**Task directions**
The word "formation" may appear in the records below. Report how many lines contain it, and write nothing besides the number.

[Stored dataset items]
· · · · · · ·

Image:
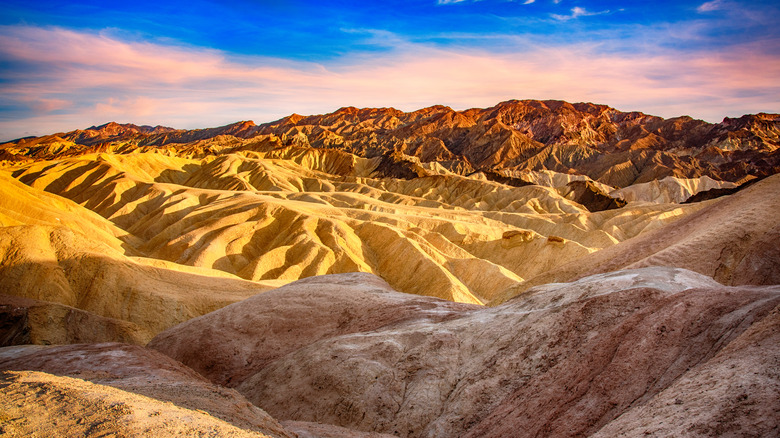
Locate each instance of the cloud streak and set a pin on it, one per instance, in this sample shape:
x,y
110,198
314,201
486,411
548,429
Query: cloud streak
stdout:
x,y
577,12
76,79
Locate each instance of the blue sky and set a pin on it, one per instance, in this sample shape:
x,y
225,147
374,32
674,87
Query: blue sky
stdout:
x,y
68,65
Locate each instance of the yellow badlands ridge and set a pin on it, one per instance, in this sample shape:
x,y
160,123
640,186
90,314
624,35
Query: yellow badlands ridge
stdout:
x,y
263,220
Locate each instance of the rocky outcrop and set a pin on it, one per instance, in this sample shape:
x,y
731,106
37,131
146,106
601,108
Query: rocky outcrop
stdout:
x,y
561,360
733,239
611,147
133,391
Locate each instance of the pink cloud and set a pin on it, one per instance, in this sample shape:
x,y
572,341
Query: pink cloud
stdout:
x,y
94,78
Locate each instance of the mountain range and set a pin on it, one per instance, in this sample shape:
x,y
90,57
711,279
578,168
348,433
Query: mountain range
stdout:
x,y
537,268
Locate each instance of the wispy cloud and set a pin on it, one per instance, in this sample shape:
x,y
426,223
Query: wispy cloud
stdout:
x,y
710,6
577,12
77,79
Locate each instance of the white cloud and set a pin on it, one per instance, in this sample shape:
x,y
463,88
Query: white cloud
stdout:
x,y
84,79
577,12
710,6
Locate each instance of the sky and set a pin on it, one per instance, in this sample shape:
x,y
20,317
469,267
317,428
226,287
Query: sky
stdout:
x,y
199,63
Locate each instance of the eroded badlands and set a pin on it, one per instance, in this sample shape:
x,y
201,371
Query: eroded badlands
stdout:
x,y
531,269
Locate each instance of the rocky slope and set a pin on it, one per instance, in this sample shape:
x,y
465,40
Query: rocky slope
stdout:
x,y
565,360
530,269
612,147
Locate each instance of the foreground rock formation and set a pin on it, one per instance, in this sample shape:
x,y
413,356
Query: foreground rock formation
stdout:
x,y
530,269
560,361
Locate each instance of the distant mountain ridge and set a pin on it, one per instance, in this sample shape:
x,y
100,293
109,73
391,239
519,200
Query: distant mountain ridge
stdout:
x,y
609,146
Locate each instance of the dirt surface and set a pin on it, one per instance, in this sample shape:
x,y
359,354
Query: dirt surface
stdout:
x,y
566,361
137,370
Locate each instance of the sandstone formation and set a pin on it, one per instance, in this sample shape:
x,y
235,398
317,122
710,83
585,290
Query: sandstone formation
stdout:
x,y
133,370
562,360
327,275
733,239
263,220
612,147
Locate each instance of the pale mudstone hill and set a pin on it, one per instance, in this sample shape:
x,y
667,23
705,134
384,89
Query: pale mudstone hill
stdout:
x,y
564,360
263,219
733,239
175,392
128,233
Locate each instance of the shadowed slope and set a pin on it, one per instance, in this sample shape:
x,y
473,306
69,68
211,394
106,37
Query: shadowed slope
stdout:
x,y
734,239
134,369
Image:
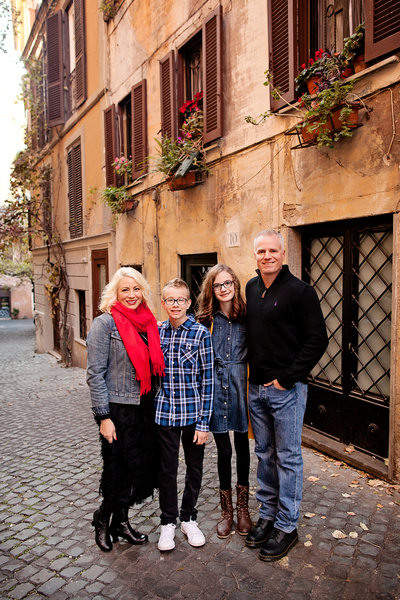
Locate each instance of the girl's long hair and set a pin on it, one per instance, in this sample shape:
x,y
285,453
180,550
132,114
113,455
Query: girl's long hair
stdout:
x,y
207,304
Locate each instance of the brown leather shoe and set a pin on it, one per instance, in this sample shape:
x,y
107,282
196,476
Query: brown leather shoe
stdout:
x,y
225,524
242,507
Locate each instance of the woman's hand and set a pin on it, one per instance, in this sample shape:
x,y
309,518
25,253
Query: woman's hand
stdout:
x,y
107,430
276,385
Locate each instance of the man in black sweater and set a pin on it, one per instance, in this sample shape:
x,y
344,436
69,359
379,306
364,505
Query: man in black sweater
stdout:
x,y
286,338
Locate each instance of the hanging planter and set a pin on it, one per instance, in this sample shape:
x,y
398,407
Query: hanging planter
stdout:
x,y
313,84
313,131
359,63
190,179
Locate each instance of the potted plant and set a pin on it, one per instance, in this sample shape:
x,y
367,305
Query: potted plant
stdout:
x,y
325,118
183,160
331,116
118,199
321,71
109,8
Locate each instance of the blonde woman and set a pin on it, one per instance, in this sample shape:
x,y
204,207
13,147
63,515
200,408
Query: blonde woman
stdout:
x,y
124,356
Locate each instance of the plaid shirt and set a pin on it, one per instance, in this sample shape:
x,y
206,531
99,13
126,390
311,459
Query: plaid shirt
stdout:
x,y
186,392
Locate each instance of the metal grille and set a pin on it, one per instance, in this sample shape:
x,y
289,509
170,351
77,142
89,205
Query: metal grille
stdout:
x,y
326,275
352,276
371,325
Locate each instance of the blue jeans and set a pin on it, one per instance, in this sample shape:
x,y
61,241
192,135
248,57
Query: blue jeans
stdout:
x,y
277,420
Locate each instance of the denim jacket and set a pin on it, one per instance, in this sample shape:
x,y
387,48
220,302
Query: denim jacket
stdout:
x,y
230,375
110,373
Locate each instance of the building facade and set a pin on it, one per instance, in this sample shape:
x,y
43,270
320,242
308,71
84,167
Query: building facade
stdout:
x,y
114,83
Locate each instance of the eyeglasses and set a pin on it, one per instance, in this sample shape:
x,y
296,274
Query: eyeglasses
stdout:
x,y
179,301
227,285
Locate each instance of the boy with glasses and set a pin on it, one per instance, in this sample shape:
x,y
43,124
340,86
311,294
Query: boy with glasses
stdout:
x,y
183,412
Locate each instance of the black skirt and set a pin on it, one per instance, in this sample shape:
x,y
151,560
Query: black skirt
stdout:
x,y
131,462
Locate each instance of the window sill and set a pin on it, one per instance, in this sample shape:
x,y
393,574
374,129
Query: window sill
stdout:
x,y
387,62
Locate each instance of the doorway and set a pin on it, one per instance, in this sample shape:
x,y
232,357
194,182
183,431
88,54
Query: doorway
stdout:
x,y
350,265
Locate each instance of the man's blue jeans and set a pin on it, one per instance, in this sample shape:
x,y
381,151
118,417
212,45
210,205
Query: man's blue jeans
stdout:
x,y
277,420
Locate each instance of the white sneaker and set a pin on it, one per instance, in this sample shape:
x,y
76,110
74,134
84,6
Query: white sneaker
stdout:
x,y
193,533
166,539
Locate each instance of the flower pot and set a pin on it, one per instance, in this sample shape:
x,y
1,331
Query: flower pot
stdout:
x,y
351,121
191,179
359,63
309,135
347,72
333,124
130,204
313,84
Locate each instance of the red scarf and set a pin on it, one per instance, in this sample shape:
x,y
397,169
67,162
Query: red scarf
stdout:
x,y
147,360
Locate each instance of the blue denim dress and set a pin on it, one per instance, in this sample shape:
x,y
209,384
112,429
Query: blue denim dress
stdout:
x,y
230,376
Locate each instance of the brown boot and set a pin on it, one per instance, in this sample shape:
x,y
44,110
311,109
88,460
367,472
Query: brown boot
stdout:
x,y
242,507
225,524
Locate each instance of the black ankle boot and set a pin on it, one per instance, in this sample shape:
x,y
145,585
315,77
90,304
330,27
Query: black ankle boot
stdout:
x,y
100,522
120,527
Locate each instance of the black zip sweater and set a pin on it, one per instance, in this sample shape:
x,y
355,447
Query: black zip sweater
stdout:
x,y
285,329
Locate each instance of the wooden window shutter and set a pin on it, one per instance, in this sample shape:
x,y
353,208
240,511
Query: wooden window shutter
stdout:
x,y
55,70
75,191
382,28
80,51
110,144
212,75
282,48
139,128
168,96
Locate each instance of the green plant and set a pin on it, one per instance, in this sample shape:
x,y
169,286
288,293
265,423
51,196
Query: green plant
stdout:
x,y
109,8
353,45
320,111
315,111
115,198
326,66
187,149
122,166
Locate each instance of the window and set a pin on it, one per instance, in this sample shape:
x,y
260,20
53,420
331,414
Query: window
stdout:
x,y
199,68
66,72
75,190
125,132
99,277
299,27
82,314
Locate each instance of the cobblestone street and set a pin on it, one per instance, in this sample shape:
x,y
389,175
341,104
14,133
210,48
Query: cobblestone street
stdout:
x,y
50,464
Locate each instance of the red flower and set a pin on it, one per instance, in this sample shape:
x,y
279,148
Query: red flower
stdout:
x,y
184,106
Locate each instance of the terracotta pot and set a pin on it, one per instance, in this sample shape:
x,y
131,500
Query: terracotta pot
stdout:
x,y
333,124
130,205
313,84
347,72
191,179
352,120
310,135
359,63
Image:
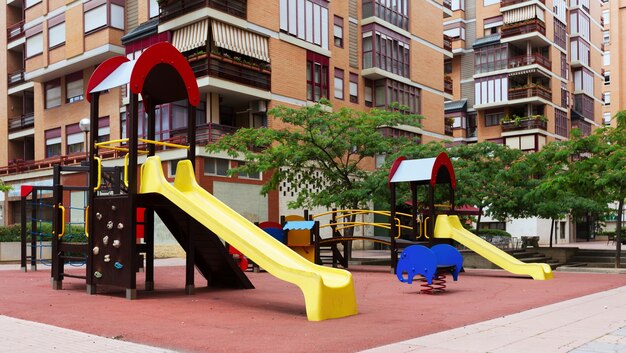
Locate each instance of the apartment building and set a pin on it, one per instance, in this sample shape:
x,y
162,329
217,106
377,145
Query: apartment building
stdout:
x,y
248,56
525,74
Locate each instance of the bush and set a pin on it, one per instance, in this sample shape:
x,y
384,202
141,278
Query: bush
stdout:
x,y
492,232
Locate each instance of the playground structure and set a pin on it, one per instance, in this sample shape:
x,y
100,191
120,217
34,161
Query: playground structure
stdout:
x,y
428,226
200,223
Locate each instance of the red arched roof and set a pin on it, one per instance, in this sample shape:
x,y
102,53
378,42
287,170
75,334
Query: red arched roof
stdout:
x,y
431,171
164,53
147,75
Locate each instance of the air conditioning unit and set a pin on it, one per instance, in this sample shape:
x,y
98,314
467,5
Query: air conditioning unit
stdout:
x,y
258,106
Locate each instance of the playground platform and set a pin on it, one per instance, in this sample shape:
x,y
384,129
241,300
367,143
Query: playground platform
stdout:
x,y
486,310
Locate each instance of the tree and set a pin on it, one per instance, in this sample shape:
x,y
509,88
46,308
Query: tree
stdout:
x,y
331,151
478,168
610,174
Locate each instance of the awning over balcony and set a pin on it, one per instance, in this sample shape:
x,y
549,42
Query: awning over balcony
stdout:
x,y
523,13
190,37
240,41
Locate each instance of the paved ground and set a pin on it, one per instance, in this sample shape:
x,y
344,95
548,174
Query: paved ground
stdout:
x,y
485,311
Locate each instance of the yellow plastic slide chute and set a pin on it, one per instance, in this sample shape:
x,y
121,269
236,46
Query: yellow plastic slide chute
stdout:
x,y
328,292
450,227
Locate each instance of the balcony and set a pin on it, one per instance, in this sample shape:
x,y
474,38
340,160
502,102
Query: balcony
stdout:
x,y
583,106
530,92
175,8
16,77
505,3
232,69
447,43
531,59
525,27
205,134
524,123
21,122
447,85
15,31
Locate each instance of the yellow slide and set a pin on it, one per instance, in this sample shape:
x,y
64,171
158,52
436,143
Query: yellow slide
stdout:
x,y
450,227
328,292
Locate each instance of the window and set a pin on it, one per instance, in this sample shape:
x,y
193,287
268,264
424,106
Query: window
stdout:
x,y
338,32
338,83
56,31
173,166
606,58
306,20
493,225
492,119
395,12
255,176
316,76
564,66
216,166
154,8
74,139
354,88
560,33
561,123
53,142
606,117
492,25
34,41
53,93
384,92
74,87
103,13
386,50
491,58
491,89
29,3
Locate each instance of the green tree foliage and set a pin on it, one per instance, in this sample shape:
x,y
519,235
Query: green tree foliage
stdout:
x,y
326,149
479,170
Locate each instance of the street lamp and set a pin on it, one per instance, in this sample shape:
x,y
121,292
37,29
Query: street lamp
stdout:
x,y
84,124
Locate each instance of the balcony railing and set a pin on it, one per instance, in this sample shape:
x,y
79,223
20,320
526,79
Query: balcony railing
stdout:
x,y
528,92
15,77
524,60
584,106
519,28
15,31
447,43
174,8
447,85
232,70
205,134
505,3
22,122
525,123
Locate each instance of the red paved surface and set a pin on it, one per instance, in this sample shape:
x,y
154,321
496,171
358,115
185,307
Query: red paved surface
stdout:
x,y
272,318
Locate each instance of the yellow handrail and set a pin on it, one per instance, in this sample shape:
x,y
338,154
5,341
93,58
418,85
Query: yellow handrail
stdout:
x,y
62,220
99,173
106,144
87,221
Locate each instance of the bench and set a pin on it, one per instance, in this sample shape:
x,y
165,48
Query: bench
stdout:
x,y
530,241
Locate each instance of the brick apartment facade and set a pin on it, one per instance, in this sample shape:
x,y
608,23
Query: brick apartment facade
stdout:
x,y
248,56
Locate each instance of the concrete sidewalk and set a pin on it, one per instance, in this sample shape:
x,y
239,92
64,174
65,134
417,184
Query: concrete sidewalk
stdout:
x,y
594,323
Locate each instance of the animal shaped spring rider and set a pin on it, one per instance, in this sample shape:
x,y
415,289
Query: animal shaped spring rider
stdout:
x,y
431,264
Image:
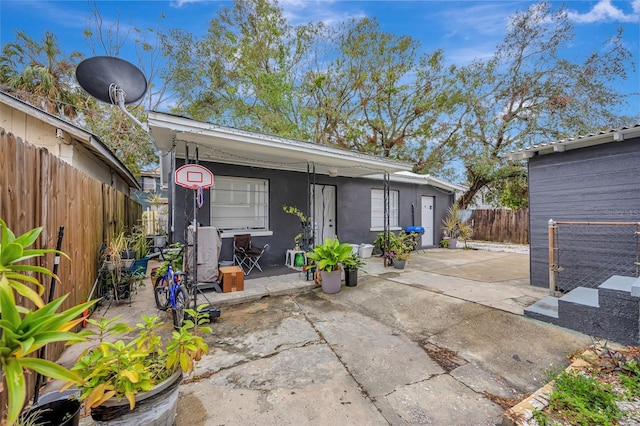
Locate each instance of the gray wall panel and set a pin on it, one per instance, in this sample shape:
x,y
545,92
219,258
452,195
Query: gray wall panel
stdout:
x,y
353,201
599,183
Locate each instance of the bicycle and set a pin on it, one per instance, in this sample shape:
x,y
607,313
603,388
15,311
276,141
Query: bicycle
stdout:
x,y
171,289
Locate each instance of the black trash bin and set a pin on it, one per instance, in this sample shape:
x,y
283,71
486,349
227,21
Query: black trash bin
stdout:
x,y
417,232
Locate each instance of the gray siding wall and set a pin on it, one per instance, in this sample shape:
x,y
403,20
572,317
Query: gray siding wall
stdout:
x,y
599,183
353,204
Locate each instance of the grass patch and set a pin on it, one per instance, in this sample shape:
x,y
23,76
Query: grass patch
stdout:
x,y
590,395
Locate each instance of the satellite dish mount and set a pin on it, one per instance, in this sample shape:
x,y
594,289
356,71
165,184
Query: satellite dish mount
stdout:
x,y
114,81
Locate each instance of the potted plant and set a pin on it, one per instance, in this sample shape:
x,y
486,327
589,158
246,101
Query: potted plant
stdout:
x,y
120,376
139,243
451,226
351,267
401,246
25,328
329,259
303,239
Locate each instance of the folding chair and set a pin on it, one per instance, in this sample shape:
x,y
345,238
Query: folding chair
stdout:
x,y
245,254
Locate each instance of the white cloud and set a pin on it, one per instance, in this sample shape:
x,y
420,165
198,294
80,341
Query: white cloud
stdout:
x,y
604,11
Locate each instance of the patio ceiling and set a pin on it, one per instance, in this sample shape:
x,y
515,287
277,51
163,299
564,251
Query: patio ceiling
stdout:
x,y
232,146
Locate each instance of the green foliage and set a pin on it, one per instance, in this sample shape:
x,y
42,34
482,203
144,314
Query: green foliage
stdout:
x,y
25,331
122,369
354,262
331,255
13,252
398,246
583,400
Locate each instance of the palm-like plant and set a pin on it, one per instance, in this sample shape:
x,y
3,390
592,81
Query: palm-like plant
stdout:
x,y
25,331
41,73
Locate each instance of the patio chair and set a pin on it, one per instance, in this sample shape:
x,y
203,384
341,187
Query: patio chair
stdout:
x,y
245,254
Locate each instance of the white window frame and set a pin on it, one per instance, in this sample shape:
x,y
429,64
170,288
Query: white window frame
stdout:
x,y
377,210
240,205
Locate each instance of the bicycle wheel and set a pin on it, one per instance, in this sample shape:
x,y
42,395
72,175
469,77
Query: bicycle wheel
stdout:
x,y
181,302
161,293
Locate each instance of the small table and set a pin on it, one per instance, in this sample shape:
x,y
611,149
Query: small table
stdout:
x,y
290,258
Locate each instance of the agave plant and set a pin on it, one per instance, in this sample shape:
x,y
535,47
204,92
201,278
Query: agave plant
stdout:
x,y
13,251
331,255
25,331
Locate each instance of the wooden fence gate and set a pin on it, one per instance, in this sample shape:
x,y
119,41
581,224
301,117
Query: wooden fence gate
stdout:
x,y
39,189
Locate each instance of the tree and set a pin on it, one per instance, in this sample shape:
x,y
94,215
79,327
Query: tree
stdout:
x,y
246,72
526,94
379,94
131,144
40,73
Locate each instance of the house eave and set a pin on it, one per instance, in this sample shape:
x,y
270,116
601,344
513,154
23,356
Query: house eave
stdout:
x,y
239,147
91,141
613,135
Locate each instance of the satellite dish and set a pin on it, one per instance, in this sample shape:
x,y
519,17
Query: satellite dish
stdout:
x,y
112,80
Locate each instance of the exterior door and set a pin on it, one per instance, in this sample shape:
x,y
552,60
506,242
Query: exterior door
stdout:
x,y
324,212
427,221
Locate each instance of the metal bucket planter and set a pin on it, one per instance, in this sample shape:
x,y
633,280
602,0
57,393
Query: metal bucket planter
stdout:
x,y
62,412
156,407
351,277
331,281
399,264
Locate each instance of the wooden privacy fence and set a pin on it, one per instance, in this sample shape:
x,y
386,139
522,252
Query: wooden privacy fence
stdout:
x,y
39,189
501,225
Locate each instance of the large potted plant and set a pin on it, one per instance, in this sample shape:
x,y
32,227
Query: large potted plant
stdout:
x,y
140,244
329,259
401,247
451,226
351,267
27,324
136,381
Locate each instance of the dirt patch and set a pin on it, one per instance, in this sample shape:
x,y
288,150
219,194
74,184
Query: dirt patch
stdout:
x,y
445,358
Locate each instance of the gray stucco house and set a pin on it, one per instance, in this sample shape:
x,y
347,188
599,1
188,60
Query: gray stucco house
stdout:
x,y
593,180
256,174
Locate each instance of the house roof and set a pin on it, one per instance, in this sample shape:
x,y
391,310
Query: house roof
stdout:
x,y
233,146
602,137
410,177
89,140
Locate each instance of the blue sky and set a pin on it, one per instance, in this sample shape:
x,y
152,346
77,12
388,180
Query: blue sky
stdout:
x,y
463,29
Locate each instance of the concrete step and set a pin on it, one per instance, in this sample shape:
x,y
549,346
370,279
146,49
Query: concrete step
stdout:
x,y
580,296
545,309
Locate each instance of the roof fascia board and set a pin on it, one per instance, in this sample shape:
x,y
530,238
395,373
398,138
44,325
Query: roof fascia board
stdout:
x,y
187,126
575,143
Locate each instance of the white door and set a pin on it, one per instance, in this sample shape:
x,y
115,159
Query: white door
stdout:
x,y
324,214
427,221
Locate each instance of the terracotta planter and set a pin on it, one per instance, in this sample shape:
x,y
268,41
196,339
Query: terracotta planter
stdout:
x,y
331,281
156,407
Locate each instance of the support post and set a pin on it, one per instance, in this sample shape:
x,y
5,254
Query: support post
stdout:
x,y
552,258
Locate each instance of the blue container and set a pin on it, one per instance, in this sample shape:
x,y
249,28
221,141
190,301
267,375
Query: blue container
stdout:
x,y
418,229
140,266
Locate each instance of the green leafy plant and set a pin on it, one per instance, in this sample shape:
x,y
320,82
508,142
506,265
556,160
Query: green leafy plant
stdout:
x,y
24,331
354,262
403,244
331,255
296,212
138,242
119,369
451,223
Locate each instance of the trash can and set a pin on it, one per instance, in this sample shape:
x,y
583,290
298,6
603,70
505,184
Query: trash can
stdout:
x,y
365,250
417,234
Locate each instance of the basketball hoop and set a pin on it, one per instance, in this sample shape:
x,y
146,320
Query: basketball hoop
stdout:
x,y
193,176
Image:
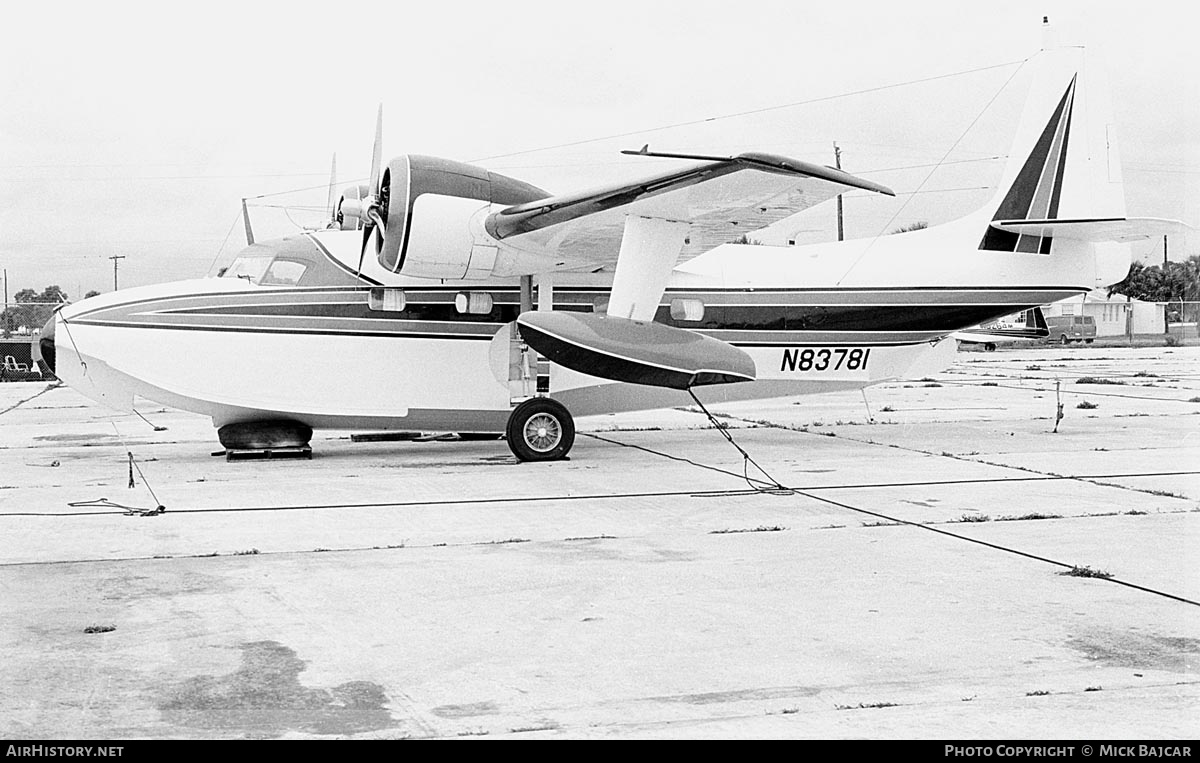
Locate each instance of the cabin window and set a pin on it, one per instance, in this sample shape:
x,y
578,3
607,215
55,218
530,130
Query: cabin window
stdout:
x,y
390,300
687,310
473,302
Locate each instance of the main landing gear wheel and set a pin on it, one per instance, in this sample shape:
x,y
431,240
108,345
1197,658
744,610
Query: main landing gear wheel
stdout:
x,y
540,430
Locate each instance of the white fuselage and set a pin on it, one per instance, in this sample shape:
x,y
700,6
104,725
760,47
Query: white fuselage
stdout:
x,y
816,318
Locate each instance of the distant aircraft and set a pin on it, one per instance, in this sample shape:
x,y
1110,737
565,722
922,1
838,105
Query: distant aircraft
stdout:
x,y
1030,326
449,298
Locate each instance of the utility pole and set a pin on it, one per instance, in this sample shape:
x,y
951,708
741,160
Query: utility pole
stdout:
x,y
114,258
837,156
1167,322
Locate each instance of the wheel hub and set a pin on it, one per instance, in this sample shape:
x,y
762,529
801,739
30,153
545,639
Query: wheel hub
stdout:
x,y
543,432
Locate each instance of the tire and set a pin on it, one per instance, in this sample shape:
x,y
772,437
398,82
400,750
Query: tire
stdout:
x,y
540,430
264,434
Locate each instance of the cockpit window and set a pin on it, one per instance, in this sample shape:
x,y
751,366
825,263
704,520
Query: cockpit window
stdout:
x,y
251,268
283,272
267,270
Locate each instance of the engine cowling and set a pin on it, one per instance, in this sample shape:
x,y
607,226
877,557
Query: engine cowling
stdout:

· · · · · · ·

**Reply to the task**
4